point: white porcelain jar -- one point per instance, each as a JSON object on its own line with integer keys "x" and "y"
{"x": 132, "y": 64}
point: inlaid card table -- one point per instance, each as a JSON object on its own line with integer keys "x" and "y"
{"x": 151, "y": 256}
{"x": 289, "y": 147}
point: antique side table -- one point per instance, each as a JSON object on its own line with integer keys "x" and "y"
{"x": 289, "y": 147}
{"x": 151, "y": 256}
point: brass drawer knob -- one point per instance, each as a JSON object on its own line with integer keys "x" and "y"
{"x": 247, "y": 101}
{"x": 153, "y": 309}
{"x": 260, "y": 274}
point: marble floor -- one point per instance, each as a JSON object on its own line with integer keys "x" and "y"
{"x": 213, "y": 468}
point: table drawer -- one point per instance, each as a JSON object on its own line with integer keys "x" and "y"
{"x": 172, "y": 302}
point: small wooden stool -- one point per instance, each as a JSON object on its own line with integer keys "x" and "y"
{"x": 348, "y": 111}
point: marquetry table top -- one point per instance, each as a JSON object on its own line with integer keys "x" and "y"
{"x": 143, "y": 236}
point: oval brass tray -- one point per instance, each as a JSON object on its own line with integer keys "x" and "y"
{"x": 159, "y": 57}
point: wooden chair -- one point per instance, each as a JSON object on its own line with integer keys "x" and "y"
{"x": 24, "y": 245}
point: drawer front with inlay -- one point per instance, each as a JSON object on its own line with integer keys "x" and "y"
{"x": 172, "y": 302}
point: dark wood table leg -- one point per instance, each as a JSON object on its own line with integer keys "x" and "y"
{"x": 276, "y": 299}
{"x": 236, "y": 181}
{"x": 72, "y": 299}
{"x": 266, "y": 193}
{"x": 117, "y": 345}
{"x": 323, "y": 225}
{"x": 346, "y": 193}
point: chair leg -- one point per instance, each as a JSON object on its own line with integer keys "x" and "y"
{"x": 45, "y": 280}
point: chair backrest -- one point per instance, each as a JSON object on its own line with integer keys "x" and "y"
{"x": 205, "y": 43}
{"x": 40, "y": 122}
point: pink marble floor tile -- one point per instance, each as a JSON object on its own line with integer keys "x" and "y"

= = = = =

What the task requires: Write out the entries above once more, without altering anything.

Output of the exercise:
point: white porcelain jar -- one point per instance, each as a JSON object on its own line with integer keys "x" and "y"
{"x": 132, "y": 64}
point: inlaid card table -- one point per instance, each as a JSON object on its own line with integer keys "x" and "y"
{"x": 151, "y": 256}
{"x": 289, "y": 147}
point: antique side table -- one point per instance, each as a JSON object on its own line with integer keys "x" and "y"
{"x": 289, "y": 147}
{"x": 151, "y": 256}
point: brass drawer knob -- one point per instance, each as a JSON object on its own line with integer keys "x" and "y"
{"x": 247, "y": 101}
{"x": 153, "y": 309}
{"x": 260, "y": 274}
point: marble floor -- one point per instance, each as a JSON object on its own line with integer keys "x" and "y"
{"x": 213, "y": 468}
point: table drawer -- one point per instance, each as a JSON object on its own line with integer keys "x" and "y"
{"x": 172, "y": 302}
point: small wooden stool -- one point per instance, each as a JSON object on its own line with integer keys "x" and "y"
{"x": 348, "y": 111}
point: marquetry table top -- one point per instance, each as a JSON object on its own line with integer keys "x" and "y"
{"x": 143, "y": 236}
point: oval brass tray -- one point per instance, each as a JSON object on its own line with integer keys "x" and "y"
{"x": 159, "y": 57}
point: wooden chair -- one point per instance, each as a JSON object on its own line with integer keys "x" and "y"
{"x": 24, "y": 245}
point: drawer front with inlay -- one point per instance, each as a JSON object on its own line with integer keys "x" and "y"
{"x": 172, "y": 302}
point: dark wood table leg -- one point per instance, each as a JSON object on its own line with integer keys "x" and "y"
{"x": 276, "y": 299}
{"x": 236, "y": 181}
{"x": 72, "y": 299}
{"x": 266, "y": 193}
{"x": 117, "y": 345}
{"x": 323, "y": 225}
{"x": 346, "y": 193}
point: chair leg -- one point per instance, each as a JSON object on its own line with integer keys "x" and "y"
{"x": 45, "y": 280}
point: chair backrest -- one point per instance, each as a JSON object on its own line with integer keys "x" and "y"
{"x": 205, "y": 43}
{"x": 40, "y": 122}
point: pink marble floor tile -- one point per instance, each as a JSON object on its own line with integer keys "x" and "y"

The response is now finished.